** Passage provided follows **

The city that is home to the financial heart and soul of the Philippines is Cordero’s top pick, mainly for being the “traditional business district where most businesses thrive and mature property developments are located.”

MAKATI is considered the traditional business district where ‘most businesses thrive and mature property developments are located.’ FILE PHOTO

Makati is Soriano’s seventh, and Leechiu’s fourth. “Yes, it’s severely congested today, but gradually that should improve as Ayala Land puts more infrastructure in place. My hope is that Makati and BGC is integrated as one district. This will require a lot of effort and resources, but this is the inevitable direction,” Leechiu said.

“Makati’s congestion is being solved with more infrastructure projects in the pipeline, such as walkways, bus transits and more parks opening. Legaspi Village has been left behind but now there is an effort for old buildings to give way to new ones. Macea-Ayala needs to invest more in making Legaspi Village more pedestrian-friendly and open up more areas for parks and trees, such as replicating what they did in Greenbelt-Glorietta to the rest of Legaspi Village and Makati,” Leechiu added.

Muntinlupa (particularly Alabang Business District)

Muntinlupa is Soriano’s second most ideal location, and Leechiu’s third, mainly because of the Alabang Business District. Leechiu said: “Combining the Madrigal Business Park, Ayala Alabang, and Filinvest Corporate City, this really was the first live-work-play concept put to action.” He added that the Alabang district has been around for about 25 years and truly brings people from all walks of life and integrates them successfully.

Leechiu added that the plus points for Alabang are: Property values are the cheapest, and present the best value for money. It also has the highest ratio of open spaces to developed land with its various parks and convention areas. The air is cleaner and the location has the most greenery (plants and trees).

Clark Special Economic Zone

Though not a city, CSEZ, according to Soriano, deserves special mention and thus takes his sixth spot. Matti and Cordero also names Clark their third. The latter particularly specified the Clark-Subic corridor mainly for “the availability of developable land, as well as superior level of infrastructure links (air, land and water transport).”

** End of Passage provided **

## Prompt A
Summarize the passage on business locations in two sentences.
## Prompt B
Translate this sentence from the passage on business locations into Spanish: "The air is cleaner and the location has the most greenery (plants and trees)."
## Prompt C
In the passage on business locations, how long does Leechiu say the Alabang district has been around?

** Material supplied follows **

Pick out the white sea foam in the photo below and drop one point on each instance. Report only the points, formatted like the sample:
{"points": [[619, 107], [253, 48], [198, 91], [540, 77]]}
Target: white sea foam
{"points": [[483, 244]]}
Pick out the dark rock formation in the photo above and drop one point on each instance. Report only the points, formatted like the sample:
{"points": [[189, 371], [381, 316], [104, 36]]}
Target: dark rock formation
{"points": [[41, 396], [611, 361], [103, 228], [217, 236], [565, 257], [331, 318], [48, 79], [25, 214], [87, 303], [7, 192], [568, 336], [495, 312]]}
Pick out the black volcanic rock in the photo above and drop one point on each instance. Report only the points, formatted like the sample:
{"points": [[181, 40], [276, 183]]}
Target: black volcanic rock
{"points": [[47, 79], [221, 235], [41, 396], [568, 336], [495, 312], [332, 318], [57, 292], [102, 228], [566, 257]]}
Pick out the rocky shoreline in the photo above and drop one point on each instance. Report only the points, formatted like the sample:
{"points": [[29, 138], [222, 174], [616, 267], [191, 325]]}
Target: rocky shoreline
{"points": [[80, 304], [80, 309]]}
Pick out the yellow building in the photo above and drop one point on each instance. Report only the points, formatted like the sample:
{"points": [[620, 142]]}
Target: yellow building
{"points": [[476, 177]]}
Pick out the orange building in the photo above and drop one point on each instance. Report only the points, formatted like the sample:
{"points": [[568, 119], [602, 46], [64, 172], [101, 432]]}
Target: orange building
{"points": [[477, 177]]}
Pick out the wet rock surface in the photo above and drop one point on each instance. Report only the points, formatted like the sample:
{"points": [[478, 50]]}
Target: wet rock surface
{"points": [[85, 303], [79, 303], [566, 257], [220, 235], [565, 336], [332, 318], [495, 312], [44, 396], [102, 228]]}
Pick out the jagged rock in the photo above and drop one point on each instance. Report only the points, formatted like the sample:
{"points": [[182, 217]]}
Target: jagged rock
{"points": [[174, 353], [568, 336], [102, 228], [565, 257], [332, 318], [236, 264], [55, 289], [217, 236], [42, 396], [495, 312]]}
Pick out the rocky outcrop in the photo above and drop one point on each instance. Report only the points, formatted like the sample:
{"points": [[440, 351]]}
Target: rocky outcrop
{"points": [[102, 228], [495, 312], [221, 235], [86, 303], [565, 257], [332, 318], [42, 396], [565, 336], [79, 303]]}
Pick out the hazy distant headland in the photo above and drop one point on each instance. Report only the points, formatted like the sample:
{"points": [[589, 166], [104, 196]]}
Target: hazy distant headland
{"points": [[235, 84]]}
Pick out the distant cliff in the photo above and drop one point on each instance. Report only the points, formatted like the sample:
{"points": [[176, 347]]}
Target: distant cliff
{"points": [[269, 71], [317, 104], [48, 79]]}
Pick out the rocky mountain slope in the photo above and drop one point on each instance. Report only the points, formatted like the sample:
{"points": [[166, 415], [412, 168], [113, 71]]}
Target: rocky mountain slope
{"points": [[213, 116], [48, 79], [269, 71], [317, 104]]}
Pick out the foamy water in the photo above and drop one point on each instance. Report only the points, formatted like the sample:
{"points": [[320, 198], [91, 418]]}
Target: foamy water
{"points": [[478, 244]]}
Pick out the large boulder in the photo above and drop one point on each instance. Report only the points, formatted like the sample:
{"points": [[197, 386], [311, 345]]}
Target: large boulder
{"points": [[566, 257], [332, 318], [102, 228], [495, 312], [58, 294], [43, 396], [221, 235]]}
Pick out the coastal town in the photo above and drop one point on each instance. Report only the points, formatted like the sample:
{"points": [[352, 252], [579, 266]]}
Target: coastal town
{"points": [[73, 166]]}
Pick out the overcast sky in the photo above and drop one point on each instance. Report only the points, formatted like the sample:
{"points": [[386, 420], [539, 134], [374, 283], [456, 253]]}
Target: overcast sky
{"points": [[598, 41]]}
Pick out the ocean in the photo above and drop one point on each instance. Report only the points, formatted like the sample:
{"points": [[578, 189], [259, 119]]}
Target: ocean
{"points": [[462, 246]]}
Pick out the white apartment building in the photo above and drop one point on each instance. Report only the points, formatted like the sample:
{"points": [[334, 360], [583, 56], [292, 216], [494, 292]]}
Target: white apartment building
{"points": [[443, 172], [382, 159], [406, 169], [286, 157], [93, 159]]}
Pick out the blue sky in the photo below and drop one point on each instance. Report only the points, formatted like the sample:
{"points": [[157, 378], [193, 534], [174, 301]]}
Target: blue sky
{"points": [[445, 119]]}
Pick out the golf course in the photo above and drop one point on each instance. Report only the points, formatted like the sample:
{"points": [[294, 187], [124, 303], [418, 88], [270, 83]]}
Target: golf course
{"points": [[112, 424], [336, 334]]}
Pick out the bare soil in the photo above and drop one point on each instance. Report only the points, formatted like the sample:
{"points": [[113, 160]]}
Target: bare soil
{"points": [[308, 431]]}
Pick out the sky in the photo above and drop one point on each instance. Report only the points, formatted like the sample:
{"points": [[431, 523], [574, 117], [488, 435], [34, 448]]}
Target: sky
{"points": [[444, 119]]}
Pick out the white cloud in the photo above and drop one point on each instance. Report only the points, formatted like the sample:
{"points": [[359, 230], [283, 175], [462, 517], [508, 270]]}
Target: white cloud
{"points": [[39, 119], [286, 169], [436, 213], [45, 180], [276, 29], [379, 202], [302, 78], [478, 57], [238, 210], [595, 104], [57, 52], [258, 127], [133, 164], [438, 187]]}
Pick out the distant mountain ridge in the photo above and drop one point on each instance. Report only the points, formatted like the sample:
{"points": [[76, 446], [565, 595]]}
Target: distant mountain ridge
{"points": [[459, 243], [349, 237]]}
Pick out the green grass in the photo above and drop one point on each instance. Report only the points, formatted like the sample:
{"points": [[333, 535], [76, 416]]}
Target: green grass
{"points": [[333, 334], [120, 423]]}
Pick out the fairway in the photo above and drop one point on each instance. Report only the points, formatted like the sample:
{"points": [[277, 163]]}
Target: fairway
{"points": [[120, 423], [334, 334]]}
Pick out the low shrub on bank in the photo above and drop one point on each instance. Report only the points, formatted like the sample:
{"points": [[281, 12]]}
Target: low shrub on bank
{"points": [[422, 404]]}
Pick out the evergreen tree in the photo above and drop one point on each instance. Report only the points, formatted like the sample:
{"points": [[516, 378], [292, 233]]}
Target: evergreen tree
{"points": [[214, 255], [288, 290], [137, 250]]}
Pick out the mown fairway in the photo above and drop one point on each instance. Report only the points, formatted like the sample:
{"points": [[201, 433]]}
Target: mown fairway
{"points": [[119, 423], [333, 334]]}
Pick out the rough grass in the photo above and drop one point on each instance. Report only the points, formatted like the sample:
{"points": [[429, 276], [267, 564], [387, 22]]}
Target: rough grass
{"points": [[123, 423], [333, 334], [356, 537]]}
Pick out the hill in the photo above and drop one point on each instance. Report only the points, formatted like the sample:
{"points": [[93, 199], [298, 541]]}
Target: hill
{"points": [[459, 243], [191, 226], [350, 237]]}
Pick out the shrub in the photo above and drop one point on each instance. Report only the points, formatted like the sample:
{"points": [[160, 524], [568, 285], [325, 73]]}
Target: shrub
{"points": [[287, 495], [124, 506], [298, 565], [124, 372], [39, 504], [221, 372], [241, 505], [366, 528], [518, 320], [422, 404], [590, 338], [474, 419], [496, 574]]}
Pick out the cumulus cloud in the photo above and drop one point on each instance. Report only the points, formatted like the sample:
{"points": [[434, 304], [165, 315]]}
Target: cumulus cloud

** End of Material supplied **

## Response box A
Makati is Cordero's top pick as the traditional business district, and Leechiu expects its severe congestion to improve as more infrastructure, such as walkways, bus transits and parks, is put in place. Muntinlupa ranks high for the Alabang Business District, which Leechiu calls the first live-work-play concept and credits with the cheapest property values and the most open space and greenery, while the Clark Special Economic Zone also earns mentions for its developable land and infrastructure links.

## Response box B
El aire es más limpio y la ubicación tiene la mayor cantidad de vegetación (plantas y árboles).

## Response box C
About 25 years.